[Point localization data]
□ □ □

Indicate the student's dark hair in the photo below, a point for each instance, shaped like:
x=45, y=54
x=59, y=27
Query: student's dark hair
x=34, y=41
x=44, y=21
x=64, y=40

□ □ □

→ TASK TO COMPLETE
Write the data out once more. Keep every word the same.

→ RESPONSE TO THE TASK
Indicate the student's dark hair in the photo below, a point for each instance, shaped like:
x=45, y=54
x=59, y=27
Query: student's dark hair
x=34, y=41
x=44, y=21
x=64, y=40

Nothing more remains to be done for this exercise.